## Problem to work on
Render every line of the records below as a JSON list of strings, one string per line, omitting any blank lines.

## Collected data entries
<<<<
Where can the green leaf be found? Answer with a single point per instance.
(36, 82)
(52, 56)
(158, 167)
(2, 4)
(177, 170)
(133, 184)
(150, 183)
>>>>
## Result for this exercise
[
  "Where can the green leaf be found? Answer with a single point per instance.",
  "(36, 82)",
  "(52, 56)",
  "(158, 167)",
  "(2, 4)",
  "(177, 170)",
  "(133, 184)",
  "(150, 183)"
]